Reproduce the rows below word for word, starting at the beginning of the rows and ending at the line that contains "203, 495, 223]]". Leave the pictures out of your answer.

----- TASK MATERIAL -----

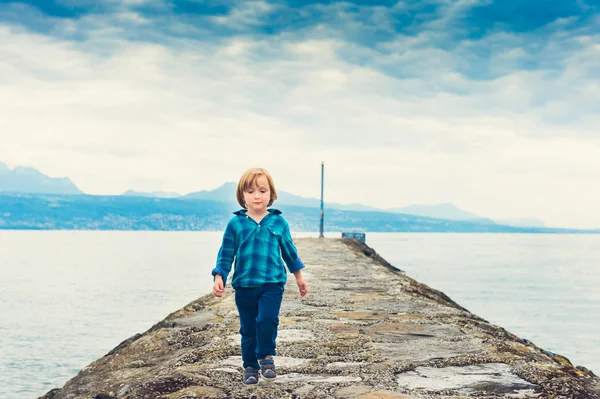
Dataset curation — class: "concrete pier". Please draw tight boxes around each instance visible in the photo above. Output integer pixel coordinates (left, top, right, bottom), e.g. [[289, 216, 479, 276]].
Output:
[[42, 238, 600, 399]]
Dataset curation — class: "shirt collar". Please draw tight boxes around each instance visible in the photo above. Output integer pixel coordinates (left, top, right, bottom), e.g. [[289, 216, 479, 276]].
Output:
[[233, 208, 281, 216]]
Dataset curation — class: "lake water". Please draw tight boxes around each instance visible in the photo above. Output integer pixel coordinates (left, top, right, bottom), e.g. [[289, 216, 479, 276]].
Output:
[[0, 231, 600, 399]]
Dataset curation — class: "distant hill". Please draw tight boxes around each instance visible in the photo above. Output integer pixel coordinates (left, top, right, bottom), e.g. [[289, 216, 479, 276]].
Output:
[[0, 193, 600, 234], [121, 190, 181, 198], [496, 219, 546, 227], [0, 162, 83, 195], [0, 162, 545, 227], [182, 182, 237, 203], [386, 203, 495, 223]]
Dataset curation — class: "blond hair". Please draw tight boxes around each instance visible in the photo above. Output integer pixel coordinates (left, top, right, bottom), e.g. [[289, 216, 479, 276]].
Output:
[[236, 168, 277, 209]]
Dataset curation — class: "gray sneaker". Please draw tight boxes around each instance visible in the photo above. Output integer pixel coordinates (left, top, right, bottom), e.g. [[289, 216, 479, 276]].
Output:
[[258, 356, 277, 381], [244, 367, 258, 385]]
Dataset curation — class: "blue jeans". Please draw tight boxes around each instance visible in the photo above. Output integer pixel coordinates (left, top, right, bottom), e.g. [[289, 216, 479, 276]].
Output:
[[235, 284, 283, 368]]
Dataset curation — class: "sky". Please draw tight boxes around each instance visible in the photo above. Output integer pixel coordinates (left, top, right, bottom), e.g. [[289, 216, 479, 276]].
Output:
[[0, 0, 600, 228]]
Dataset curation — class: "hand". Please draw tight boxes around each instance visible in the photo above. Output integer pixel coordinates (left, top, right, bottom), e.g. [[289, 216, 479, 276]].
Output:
[[213, 274, 224, 298], [296, 277, 308, 296]]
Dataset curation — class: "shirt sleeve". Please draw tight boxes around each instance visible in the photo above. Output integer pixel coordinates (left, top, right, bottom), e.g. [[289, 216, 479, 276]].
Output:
[[212, 220, 236, 286], [281, 223, 305, 273]]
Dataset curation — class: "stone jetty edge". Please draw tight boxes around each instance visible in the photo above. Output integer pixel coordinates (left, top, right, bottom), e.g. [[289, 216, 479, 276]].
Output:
[[38, 238, 600, 399]]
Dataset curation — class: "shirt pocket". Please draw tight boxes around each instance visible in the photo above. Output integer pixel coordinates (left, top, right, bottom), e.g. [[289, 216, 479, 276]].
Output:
[[256, 226, 283, 245]]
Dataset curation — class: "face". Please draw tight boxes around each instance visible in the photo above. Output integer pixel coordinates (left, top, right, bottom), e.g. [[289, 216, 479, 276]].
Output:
[[244, 176, 271, 214]]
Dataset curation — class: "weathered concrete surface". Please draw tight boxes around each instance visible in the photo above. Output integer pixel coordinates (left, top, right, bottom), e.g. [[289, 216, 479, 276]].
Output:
[[43, 239, 600, 399]]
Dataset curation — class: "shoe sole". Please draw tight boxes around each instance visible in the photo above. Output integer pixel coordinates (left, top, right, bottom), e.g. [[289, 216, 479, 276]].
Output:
[[260, 373, 277, 382]]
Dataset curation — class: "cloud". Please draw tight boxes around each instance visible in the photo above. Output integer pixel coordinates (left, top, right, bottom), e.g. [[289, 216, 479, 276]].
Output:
[[0, 1, 600, 227]]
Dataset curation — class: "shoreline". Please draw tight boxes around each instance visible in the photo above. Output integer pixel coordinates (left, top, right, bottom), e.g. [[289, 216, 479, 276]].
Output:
[[42, 238, 600, 399]]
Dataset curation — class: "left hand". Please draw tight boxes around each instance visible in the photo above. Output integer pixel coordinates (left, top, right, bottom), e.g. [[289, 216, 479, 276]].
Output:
[[296, 277, 308, 296]]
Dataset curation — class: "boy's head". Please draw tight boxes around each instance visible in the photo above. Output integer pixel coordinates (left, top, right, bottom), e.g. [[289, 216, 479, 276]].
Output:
[[236, 168, 277, 209]]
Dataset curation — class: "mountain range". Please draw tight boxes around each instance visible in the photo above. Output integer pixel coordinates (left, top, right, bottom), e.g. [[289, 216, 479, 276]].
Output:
[[0, 162, 83, 195], [0, 162, 545, 227]]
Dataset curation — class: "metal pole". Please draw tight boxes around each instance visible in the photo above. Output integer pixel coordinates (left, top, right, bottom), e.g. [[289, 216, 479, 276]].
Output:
[[319, 162, 325, 238]]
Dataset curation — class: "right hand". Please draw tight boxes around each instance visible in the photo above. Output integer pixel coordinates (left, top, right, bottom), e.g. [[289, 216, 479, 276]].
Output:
[[213, 274, 224, 298]]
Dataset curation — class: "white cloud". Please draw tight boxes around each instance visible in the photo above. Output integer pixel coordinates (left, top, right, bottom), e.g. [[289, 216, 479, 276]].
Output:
[[0, 10, 600, 227]]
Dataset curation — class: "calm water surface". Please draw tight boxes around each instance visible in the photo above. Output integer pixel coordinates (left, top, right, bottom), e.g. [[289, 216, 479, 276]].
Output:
[[0, 231, 600, 399]]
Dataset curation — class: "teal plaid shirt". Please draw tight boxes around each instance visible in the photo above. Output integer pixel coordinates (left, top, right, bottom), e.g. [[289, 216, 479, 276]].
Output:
[[212, 209, 304, 288]]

-----

_EXERCISE RESULT_:
Dataset curation — class: "concrete pier". Please draw tight boxes around each instance visible in the photo above. Output integer pixel coordinates (left, top, right, bottom), e.g. [[289, 216, 479, 276]].
Output:
[[42, 238, 600, 399]]
Dataset curation — class: "shirt collar". Please draw tight boxes around each instance visible in the photo above. Output integer pixel coordinates (left, top, right, bottom), e.g. [[289, 216, 479, 276]].
Output:
[[233, 208, 281, 216]]
Dataset curation — class: "lake water". Please draw tight boxes around each instance visible in the photo above. Output integer pixel coordinates (left, top, right, bottom), e.g. [[289, 216, 479, 276]].
Output:
[[0, 231, 600, 399]]
Dataset curation — class: "distant hill". Please draw tight boxes around each instance visible in the photo above. Output integer pixel coordinates (left, top, right, bottom), e.g. [[289, 216, 479, 276]].
Output:
[[0, 193, 600, 234], [121, 190, 181, 198], [496, 219, 546, 227], [0, 162, 83, 195], [0, 162, 545, 227], [182, 182, 237, 203], [386, 203, 495, 223]]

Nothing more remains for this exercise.